▸ **PROVIDED RECORDS**:
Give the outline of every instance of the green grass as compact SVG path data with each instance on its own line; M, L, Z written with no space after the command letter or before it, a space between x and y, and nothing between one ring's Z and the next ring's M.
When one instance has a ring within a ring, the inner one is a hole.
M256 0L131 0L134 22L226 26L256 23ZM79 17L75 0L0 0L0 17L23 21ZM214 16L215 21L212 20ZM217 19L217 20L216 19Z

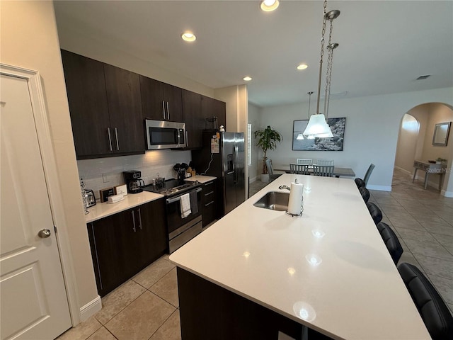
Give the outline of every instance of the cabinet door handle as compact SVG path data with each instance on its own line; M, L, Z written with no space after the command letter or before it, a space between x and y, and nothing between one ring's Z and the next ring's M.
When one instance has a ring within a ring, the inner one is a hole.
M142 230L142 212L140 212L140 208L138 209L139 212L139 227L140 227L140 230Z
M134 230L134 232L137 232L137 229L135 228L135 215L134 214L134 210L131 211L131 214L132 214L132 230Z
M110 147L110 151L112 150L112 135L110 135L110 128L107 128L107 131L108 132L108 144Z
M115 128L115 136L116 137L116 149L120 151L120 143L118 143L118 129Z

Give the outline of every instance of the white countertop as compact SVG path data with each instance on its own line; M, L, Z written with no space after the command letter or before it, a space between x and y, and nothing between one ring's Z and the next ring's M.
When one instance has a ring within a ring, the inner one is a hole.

▸ **REQUIRED WORK**:
Reproduce the records, all of them, word for word; omit the pictures.

▸ **WRITTEN ANSWER**:
Give the outline of every instance of the green grass as compact SVG path data with each instance on its own line; M, L, Z written with no space after the command letter or before it, a space between x and y, and nothing between one ring's Z and the next ring's M.
When one instance has a ring within a ring, the inner one is a hole.
M256 0L131 0L134 22L226 26L256 23ZM79 17L75 0L0 0L0 17L23 21ZM214 16L215 21L212 20ZM217 19L217 20L216 19Z

Give the outline of every instance of the cabinet door handle as compact SVG path data with each instance on its own line; M, L, Z written with no space after the command letter or before it, a space between x and y, and nothing between one ring's Z and the next ring's M.
When one instance has a ring within a ring, the inner one is a hole.
M142 230L142 212L140 212L140 208L138 209L139 212L139 227L140 227L140 230Z
M134 230L134 232L137 232L137 229L135 228L135 215L134 214L134 210L131 211L131 214L132 214L132 230Z
M110 147L110 151L112 150L112 135L110 135L110 128L107 128L107 131L108 132L108 144Z
M115 128L115 136L116 137L116 149L120 151L120 143L118 143L118 129Z

Give the outline of every instance of the white countertop as compact SVG path data with each instance on its own line; M, L, Z written with no space after the command letter or before it, a space between x and y, and nothing between one ring's Z and the next ring's M.
When one instance has a ring within a ring, the inner one is a hole.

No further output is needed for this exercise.